Goal of the exercise
Return the passage of the wedding-planning thread verbatim, starting at "Things I need" and ending at "and sage green.".

Going to look at the King Arthur Hotel next week, as well as Oldwalls aswell, both look lovely.


----------



## nessajane

hows the planning going hun? decided on a date yet? x


----------



## candeur

Things I need to do:

Book registrar
Decide on a colour scheme so I can start picking up random little bits and pieces every month.

At the moment I'm torn between black, white/ivory and a kind of light pink colour scheme or white and sage green.
OH hates pink so I think it'll end up being the green unless I can get my way!


----------



## Lisa84

Yey for finally setting a date hun :happydance: xx


----------



## candeur

Thanks hun. Looking at that food package now, its' now changed to £30 a head for exactly the same package!
Still looking at approx same number of guests, and same drinks package. Coming in at about £4500. Paying £500 deposit on sunday. 
Registrar has now been booked, need to pay £100 on wednesday to confirm it all officially but as of now I'm officially getting married at 2pm on July 6th 2013!

Material provided

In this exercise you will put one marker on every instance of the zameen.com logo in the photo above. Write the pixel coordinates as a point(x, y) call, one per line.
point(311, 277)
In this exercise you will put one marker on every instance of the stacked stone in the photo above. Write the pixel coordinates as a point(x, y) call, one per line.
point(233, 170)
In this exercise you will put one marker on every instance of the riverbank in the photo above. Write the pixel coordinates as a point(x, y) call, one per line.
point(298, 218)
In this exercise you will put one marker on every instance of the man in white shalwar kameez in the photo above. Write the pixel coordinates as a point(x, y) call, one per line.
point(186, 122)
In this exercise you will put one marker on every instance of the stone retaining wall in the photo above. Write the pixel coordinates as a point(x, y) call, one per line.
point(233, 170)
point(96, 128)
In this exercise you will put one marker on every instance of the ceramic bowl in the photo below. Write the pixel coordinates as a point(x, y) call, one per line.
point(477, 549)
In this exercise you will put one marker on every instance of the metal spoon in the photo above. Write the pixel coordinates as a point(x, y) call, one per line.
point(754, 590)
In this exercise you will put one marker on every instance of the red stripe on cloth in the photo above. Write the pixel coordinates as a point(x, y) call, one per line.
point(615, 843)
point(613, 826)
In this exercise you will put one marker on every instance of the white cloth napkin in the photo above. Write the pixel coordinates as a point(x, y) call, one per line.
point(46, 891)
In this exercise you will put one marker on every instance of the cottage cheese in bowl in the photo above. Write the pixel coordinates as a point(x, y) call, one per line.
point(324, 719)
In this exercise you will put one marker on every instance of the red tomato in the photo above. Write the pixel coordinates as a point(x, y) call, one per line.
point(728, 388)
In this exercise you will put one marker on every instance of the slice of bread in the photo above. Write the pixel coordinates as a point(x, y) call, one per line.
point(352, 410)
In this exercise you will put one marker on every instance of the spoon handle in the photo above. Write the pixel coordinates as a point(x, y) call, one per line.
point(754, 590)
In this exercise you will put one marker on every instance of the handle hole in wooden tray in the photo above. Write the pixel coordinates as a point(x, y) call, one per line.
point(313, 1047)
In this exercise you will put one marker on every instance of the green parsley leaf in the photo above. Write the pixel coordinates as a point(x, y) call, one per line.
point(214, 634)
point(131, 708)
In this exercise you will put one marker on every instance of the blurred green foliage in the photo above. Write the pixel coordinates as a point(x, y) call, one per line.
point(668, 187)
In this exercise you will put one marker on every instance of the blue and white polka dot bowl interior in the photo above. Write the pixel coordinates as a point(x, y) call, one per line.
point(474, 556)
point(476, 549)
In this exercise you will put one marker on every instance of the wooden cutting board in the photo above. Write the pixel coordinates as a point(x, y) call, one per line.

Result of the task
Things I need to do:

Book registrar
Decide on a colour scheme so I can start picking up random little bits and pieces every month.

At the moment I'm torn between black, white/ivory and a kind of light pink colour scheme or white and sage green.